**EXTRACT:**

----------------------------------------

Organizing Domains for Scalability

Overview of Organizing Domains

SPD Server performance is based on scalable I/O. To exploit scalable I/O, you can use the libnames.parm file to optimize how SPD Server stores files. Domain Access Options describes how to specify named paths for the three data components of SPD Server tables (observation data tables, index data tables, and metadata tables), and how to specify paths for temporary intermediate calculation tables. LIBNAME domain declaration statements can specify the system paths that are associated with each table space component. However, you must allocate the correct amount of disk space and I/O redundancy to the various paths.
This section provides functional information about the table spaces that are defined by the DATAPATH=, INDEXPATH=, WORKPATH=, and METAPATH= options of the LIBNAME domain declaration statements. Use this information to determine the best sizing, I/O, and redundancy requirements to optimize performance and scalability for named SPD Server domain paths.

Data Table Space

When you declare a domain in a LIBNAME statement, data tables are stored in the space that is defined in the PATHNAME= specification, unless you specify the DATAPATH= option. The PATHNAME= space contains metadata tables for a domain, but it can also contain data tables. As the size and complexity of a domain increase, so do the benefits of organizing data tables into their own DATAPATH= space.
Organizing your data table space significantly impacts I/O scalability. The disk space that is allocated to data tables stores permanent warehouse tables that users will access. This disk space should support scalable I/O because it facilitates both parallel processing and real-time multi-user access to the data. In a large warehouse, this disk space probably has the greatest proportion of Read and Write I/O.
Typically, you load and refresh tables in the data table space using batch processes during evenings or off-peak hours. You can restrict access to data table space to Read-Only access for all users except administrators who perform the load and refresh processes.
To ensure reliability, organize data table space into RAID 1+0 or RAID-5 disk configurations. For large warehouses, consider a RAID-5 configuration with a second storage array to mirror the data.

Index Table Space

When you declare a domain in a LIBNAME statement, index tables are stored in the space that is defined in the PATHNAME= specification, unless you specify the INDEXPATH= option. The PATHNAME= space contains metadata tables for a domain, but it can also contain index tables. As the size and complexity of a domain increase, so do the benefits of organizing index tables into their own INDEXPATH= space.
Index space typically does not require the high-level scalability that data space, temporary table space, or workspace needs for I/O performance. When a process is using an index, the Read access pattern is different from a parallel I/O Read access pattern of data, or multiple user Read access patterns against data.
Typically, you configure index space as a large striped file system across a large number of disks and I/O channels. A typical configuration such as RAID 1+0 or RAID 5 supports some redundancy to ensure the availability of index space.

Metadata Table Space

When you declare a domain in a LIBNAME statement, metadata tables are stored in the space that is defined in the PATHNAME= specification. If the space configured in PATHNAME= is full, SPD Server stores overflow metadata for existing tables in the space that is defined in the METAPATH= specification, if it is declared. The PATHNAME= and METAPATH= spaces contain metadata tables for a domain.

----------------------------------------

**MATERIAL PROVIDED:**
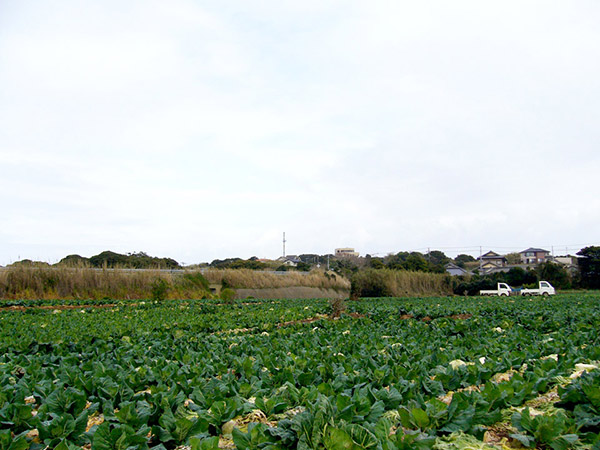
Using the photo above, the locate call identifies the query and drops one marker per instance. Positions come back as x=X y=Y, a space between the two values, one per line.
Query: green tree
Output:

----------------------------------------

**WHAT IS EXPECTED:** In the extract on organizing SPD Server domains, where does overflow metadata for existing tables go when the PATHNAME= space is full? The listing comes from a separate source unrelated to this text.

**RESPONSE TO THE TASK:** It goes in the space defined in the METAPATH= specification, if that option is declared.